> _Task item_: From the records below, copy the lines that include "wooden".
****************
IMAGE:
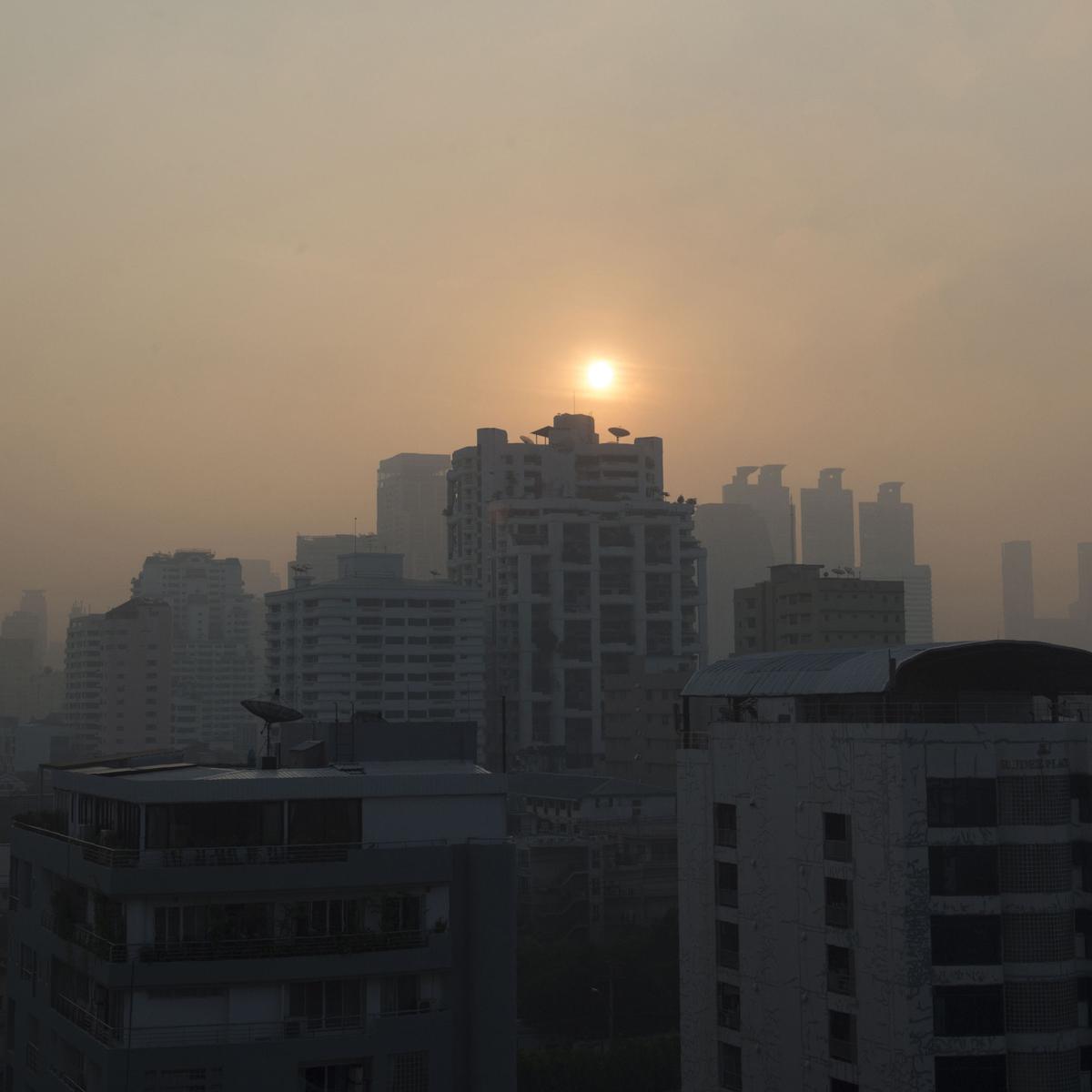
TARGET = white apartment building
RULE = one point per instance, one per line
(583, 565)
(885, 871)
(374, 642)
(410, 494)
(337, 928)
(213, 656)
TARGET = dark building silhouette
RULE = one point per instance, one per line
(827, 522)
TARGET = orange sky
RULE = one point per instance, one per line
(251, 248)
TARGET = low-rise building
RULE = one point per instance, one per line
(803, 606)
(213, 928)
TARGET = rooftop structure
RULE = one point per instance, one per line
(343, 927)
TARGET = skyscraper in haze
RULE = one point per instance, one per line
(583, 565)
(1018, 592)
(827, 522)
(410, 495)
(887, 552)
(213, 654)
(774, 501)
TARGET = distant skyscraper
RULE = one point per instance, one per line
(774, 501)
(214, 658)
(1018, 591)
(736, 538)
(416, 644)
(827, 522)
(258, 577)
(887, 552)
(798, 609)
(583, 565)
(320, 554)
(410, 496)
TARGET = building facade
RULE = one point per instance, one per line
(583, 565)
(827, 533)
(884, 874)
(802, 607)
(410, 495)
(212, 928)
(213, 656)
(375, 642)
(888, 552)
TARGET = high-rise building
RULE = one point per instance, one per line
(258, 577)
(887, 552)
(344, 928)
(118, 678)
(774, 501)
(410, 495)
(213, 652)
(583, 565)
(738, 552)
(1018, 591)
(827, 534)
(372, 640)
(320, 554)
(884, 871)
(801, 607)
(85, 676)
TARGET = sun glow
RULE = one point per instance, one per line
(600, 375)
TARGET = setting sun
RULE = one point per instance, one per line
(600, 375)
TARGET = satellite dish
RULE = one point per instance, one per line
(272, 713)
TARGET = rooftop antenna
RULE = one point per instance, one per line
(271, 713)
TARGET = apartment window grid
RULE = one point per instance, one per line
(1038, 868)
(1033, 802)
(410, 1071)
(1044, 1073)
(1038, 938)
(1040, 1007)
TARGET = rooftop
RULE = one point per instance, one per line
(1030, 667)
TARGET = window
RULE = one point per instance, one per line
(339, 1077)
(966, 939)
(727, 885)
(727, 945)
(725, 824)
(967, 1010)
(962, 802)
(409, 1071)
(841, 976)
(964, 869)
(730, 1066)
(839, 902)
(844, 1036)
(984, 1073)
(727, 1006)
(328, 1006)
(835, 836)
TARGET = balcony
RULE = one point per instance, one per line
(219, 1035)
(345, 944)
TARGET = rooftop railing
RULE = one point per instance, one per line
(343, 944)
(233, 855)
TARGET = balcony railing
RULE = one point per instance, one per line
(224, 1035)
(233, 855)
(345, 944)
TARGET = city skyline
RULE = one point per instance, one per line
(850, 238)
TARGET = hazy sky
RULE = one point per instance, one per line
(251, 247)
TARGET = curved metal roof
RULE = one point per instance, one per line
(874, 671)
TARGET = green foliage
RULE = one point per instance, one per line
(634, 1065)
(565, 987)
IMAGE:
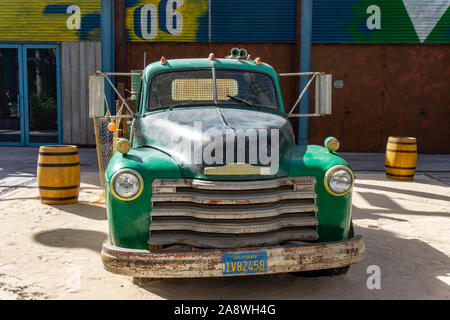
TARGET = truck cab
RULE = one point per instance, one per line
(212, 184)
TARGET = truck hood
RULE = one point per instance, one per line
(212, 138)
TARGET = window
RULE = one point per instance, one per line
(196, 87)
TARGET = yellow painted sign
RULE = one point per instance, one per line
(164, 20)
(51, 20)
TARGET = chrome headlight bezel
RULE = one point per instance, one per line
(328, 175)
(133, 172)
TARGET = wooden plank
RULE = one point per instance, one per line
(74, 86)
(66, 103)
(93, 64)
(83, 85)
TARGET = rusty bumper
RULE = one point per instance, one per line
(208, 262)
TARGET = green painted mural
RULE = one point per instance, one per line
(381, 21)
(51, 20)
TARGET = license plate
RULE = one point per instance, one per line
(244, 263)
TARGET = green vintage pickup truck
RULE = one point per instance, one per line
(212, 184)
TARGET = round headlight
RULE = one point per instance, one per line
(127, 184)
(339, 180)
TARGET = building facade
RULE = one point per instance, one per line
(389, 60)
(48, 49)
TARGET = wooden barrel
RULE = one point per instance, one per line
(401, 158)
(58, 174)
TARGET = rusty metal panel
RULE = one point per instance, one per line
(389, 90)
(231, 214)
(434, 107)
(183, 262)
(230, 241)
(241, 226)
(233, 211)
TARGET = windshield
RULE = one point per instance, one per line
(196, 87)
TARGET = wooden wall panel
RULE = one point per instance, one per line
(79, 60)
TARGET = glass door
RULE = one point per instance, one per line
(11, 102)
(42, 92)
(30, 95)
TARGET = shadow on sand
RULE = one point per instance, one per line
(72, 238)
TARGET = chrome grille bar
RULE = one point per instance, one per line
(230, 214)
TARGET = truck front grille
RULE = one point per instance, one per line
(233, 214)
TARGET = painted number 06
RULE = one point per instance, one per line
(149, 21)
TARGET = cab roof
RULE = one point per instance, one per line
(174, 64)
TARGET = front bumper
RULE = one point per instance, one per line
(208, 262)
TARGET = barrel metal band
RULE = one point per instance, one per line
(59, 199)
(402, 151)
(59, 188)
(58, 153)
(402, 168)
(58, 164)
(397, 142)
(400, 175)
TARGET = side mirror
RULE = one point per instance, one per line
(96, 96)
(323, 94)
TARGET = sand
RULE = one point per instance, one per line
(53, 252)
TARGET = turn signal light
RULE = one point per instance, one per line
(112, 126)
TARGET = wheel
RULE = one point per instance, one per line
(328, 272)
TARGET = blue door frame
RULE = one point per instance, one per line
(23, 100)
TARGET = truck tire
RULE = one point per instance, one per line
(328, 272)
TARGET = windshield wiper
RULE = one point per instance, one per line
(185, 103)
(240, 100)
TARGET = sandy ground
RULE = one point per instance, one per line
(52, 252)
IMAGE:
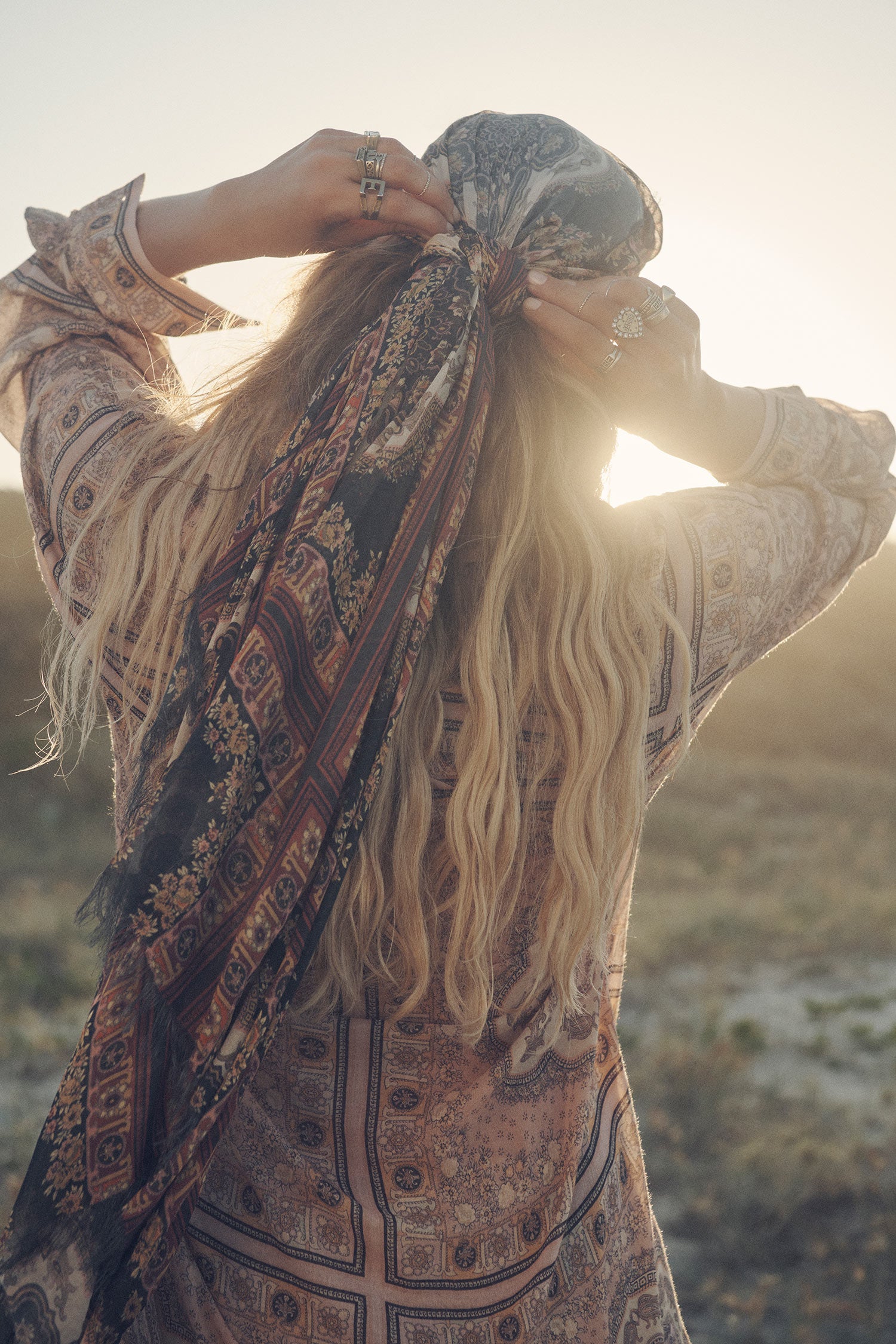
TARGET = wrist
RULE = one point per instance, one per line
(718, 429)
(198, 229)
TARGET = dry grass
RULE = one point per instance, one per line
(773, 854)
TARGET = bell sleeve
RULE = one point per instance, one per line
(746, 565)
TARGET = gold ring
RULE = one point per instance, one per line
(379, 187)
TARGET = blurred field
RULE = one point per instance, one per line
(759, 1015)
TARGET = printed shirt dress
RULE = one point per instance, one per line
(383, 1182)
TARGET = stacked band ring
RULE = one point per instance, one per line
(373, 178)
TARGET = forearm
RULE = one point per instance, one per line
(718, 431)
(198, 229)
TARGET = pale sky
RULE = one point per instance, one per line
(768, 132)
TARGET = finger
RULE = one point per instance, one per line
(400, 213)
(405, 170)
(594, 302)
(584, 342)
(569, 362)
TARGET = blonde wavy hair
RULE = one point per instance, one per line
(547, 619)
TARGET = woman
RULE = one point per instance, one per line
(352, 1069)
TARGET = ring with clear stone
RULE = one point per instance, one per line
(628, 324)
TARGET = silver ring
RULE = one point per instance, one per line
(628, 324)
(609, 361)
(652, 304)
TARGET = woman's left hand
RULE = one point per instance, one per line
(657, 386)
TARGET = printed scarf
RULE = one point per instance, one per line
(312, 622)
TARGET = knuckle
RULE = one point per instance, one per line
(625, 291)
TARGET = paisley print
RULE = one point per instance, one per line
(378, 1180)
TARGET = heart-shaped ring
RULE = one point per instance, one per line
(628, 324)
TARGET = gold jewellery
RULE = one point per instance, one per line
(373, 185)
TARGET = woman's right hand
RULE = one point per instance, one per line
(308, 201)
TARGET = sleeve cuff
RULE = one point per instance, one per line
(105, 259)
(766, 437)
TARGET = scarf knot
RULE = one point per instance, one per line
(501, 273)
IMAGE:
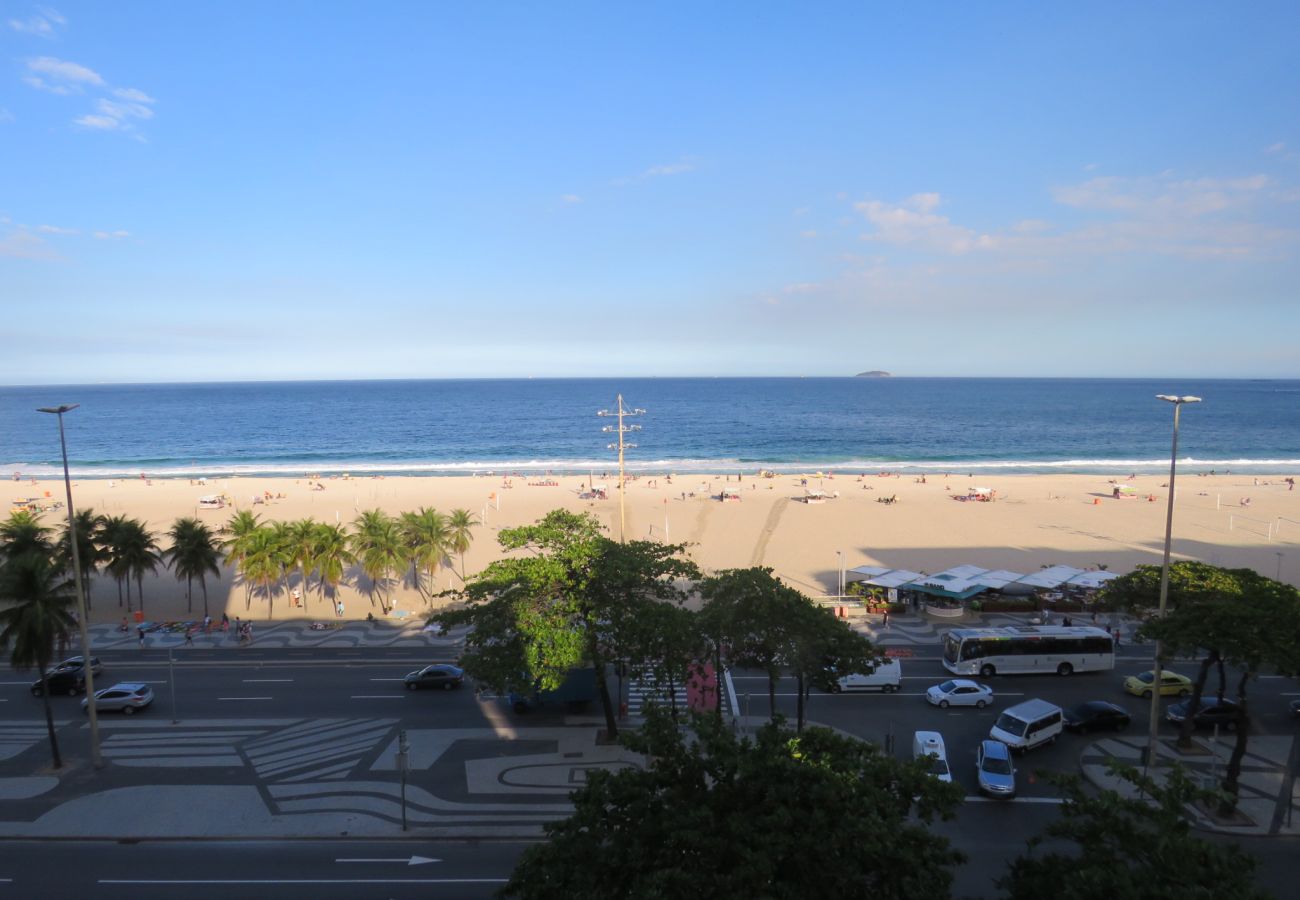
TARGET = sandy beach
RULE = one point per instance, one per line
(1035, 520)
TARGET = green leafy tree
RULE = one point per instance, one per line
(784, 816)
(330, 557)
(90, 554)
(380, 552)
(300, 539)
(193, 554)
(37, 615)
(427, 537)
(24, 533)
(1130, 848)
(238, 539)
(538, 615)
(1234, 617)
(460, 535)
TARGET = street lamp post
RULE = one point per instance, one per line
(1157, 670)
(96, 760)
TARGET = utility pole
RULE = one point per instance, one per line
(622, 431)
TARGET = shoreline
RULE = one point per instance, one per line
(1035, 520)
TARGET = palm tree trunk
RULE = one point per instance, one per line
(50, 715)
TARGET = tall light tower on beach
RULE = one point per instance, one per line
(620, 445)
(1157, 671)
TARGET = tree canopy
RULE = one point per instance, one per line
(776, 816)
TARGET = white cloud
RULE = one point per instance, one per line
(1162, 197)
(24, 245)
(99, 122)
(670, 169)
(914, 221)
(42, 25)
(60, 76)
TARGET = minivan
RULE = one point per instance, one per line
(931, 744)
(1025, 726)
(888, 678)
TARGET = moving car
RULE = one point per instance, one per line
(125, 697)
(1025, 726)
(993, 767)
(931, 744)
(77, 662)
(61, 680)
(438, 675)
(1213, 712)
(1096, 715)
(960, 692)
(887, 676)
(1171, 684)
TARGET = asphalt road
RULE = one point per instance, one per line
(367, 682)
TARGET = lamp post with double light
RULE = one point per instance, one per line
(1158, 669)
(87, 669)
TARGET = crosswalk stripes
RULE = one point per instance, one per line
(320, 749)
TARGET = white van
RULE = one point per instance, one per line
(888, 678)
(931, 743)
(1025, 726)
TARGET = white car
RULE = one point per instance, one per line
(960, 692)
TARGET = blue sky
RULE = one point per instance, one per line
(323, 190)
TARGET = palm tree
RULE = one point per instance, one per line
(459, 536)
(90, 554)
(263, 563)
(239, 535)
(425, 535)
(22, 533)
(108, 536)
(38, 617)
(302, 539)
(330, 555)
(380, 549)
(194, 554)
(138, 553)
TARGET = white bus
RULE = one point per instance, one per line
(1018, 649)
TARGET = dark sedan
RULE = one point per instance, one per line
(1213, 712)
(61, 680)
(440, 675)
(1096, 715)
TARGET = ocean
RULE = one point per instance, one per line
(689, 424)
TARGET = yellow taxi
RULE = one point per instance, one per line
(1171, 684)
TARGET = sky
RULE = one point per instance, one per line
(347, 190)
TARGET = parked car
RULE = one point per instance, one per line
(1096, 715)
(438, 675)
(1171, 684)
(960, 692)
(993, 767)
(125, 697)
(931, 744)
(77, 662)
(61, 680)
(1213, 712)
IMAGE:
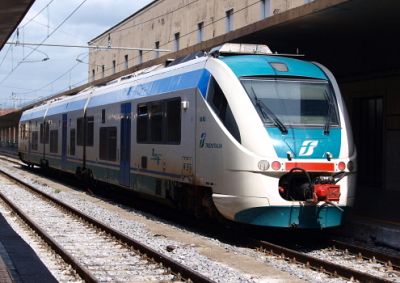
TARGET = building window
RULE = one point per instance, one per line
(35, 138)
(265, 8)
(176, 42)
(126, 61)
(72, 142)
(157, 46)
(159, 122)
(108, 143)
(54, 141)
(200, 32)
(103, 116)
(140, 56)
(229, 20)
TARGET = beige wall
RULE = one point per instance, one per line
(164, 18)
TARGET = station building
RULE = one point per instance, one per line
(353, 38)
(176, 25)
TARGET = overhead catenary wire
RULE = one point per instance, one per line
(146, 52)
(165, 44)
(47, 37)
(187, 34)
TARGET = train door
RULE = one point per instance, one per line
(64, 141)
(125, 146)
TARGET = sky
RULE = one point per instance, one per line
(24, 78)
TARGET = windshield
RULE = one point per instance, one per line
(292, 102)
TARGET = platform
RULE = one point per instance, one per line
(379, 231)
(20, 262)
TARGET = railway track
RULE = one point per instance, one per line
(97, 252)
(334, 269)
(329, 266)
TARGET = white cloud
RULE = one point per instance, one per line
(93, 18)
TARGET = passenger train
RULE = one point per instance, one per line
(256, 137)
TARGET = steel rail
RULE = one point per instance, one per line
(175, 266)
(67, 257)
(317, 264)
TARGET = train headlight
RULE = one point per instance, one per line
(276, 165)
(341, 166)
(263, 165)
(350, 166)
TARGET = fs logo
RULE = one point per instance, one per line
(202, 139)
(307, 148)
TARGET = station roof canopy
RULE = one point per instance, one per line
(11, 14)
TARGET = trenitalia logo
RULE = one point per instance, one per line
(307, 148)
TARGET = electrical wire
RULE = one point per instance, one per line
(189, 33)
(135, 57)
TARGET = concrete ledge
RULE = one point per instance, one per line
(371, 230)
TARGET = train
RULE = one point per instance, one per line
(240, 132)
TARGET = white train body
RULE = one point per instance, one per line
(198, 126)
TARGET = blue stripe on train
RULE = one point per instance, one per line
(194, 79)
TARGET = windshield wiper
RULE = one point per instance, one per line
(329, 115)
(268, 114)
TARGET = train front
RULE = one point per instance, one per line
(297, 161)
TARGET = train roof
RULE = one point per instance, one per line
(160, 79)
(267, 65)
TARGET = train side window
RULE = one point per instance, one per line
(159, 122)
(35, 139)
(173, 116)
(143, 117)
(156, 119)
(41, 133)
(90, 130)
(72, 142)
(54, 141)
(46, 132)
(79, 126)
(218, 102)
(108, 143)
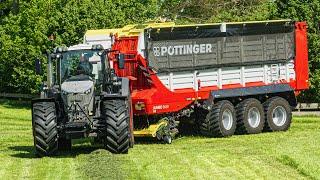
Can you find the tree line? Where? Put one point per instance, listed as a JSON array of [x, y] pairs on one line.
[[25, 26]]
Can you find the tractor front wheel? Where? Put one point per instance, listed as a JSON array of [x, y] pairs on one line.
[[117, 118]]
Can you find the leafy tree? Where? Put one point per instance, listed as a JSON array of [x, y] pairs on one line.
[[307, 10], [24, 36], [200, 11]]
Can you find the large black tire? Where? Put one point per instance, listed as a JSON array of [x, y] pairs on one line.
[[213, 125], [117, 126], [250, 117], [64, 144], [45, 133], [278, 114]]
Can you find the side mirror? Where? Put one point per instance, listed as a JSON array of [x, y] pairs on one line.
[[121, 61], [38, 66]]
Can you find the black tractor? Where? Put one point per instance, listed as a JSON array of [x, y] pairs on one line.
[[81, 98]]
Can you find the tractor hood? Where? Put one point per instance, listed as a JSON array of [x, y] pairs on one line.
[[77, 87]]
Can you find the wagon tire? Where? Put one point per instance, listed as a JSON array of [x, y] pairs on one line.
[[118, 135], [278, 114], [44, 126], [250, 117], [220, 120]]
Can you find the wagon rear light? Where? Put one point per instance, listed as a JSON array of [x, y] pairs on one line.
[[139, 106]]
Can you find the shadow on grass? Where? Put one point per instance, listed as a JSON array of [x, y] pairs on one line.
[[28, 152], [15, 104]]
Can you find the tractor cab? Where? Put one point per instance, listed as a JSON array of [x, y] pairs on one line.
[[81, 98]]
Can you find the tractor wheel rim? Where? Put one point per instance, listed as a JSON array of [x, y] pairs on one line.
[[254, 117], [227, 119], [279, 116]]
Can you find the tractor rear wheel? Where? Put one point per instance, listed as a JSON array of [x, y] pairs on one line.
[[278, 114], [250, 117], [64, 144], [45, 133], [220, 121], [117, 126]]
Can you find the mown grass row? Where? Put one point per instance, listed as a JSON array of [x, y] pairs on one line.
[[287, 155]]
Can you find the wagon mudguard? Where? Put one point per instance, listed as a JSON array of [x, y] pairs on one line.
[[282, 90]]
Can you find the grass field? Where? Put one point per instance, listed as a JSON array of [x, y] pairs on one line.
[[287, 155]]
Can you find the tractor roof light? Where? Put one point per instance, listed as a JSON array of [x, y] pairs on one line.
[[97, 47]]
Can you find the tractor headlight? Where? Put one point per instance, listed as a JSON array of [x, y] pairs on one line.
[[88, 91], [64, 92]]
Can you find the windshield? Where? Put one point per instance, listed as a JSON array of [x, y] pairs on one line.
[[82, 62]]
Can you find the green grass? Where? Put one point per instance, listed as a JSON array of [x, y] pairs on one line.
[[287, 155]]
****************
> _Exercise result_:
TARGET = wooden plank
TARGET = wooden barrel
TARGET = wooden wall panel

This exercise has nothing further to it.